◆ **DOCUMENT EXCERPT**:
■ ■ ■ ■ ■
Covid breakthrough with painless vaccine patch. Scientists have developed a new vaccine patch using 3D printed microneedles.
The prototype patch has been created by scientists from Stanford University and the University of North Carolina at Chapel Hill. Each patch contains 100 needles. The patch comes in at only one square centimetre and is made of polymer. The tiny needles barely penetrate the skin, but are extremely effective at delivering the vaccine.
Human testing of the patches has not yet been undertaken. Researchers discovered that when testing on mice the vaccine patch gave an antibody response around 20 times higher than a traditional jab, after three weeks. After a month the antibody response was shown to be 50 times higher.
The scientists said: “Using model vaccine components, we demonstrated that 3D-printed microneedle delivery resulted in enhanced cargo retention in the skin, activation of immune cells, and more potent humoral and cellular immune responses as compared with traditional vaccination routes.”
■ ■ ■ ■ ■
◆ **DATA BELOW**:
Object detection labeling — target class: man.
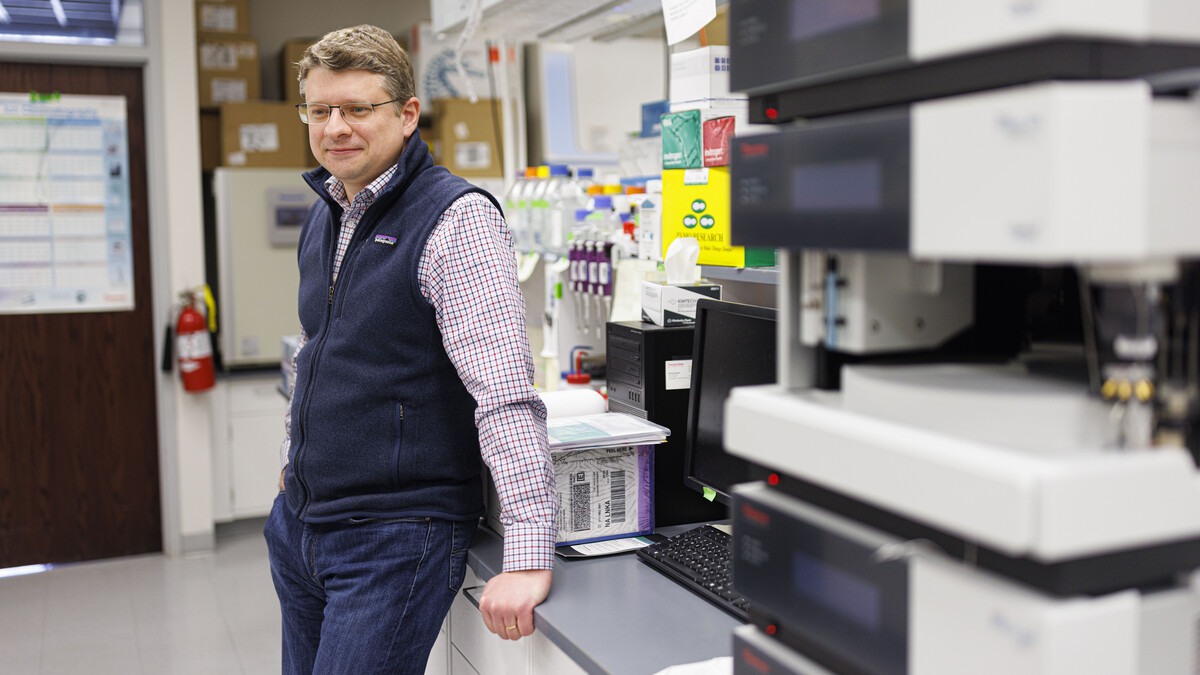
■ ■ ■ ■ ■
◆ **EXERCISES TO COMPLETE**:
[a] In the vaccine patch article, can you rewrite the passage starting with "The prototype patch" and going on through "50 times higher.", substituting "rats" for "mice"?
[b] In the vaccine patch article, what results do the scientists say in their quoted statement that they demonstrated with 3D-printed microneedle delivery? List every one.
[c] Can you continue the vaccine patch article from the point where it ends?

◆ **LIST OF ANSWERS**:
[a]
The prototype patch has been created by scientists from Stanford University and the University of North Carolina at Chapel Hill. Each patch contains 100 needles. The patch comes in at only one square centimetre and is made of polymer. The tiny needles barely penetrate the skin, but are extremely effective at delivering the vaccine.
Human testing of the patches has not yet been undertaken. Researchers discovered that when testing on rats the vaccine patch gave an antibody response around 20 times higher than a traditional jab, after three weeks. After a month the antibody response was shown to be 50 times higher.

[b]
- Enhanced cargo retention in the skin
- Activation of immune cells
- More potent humoral and cellular immune responses compared with traditional vaccination routes

[c]
The technology used for the patch is not new, but previously it had been difficult to manufacture on a large scale. The scientists have overcome these problems using advanced 3D printing. The new technique uses continuous liquid interface production.
Shaomin Tian is a microbiologist involved in the project. She explained: “Our approach allows us to directly 3D-print the microneedles, which gives us lots of design latitude for making the best microneedles from a performance and cost point-of-view.”
The scientists believe that the new prototype could be the answer to reducing vaccine hesitancy in people who have a fear of needles.
Chemical engineer Joseph DeSimone said: “In developing this technology, we hope to set the foundation for even more rapid global development of vaccines, at lower doses, in a pain and anxiety-free manner.”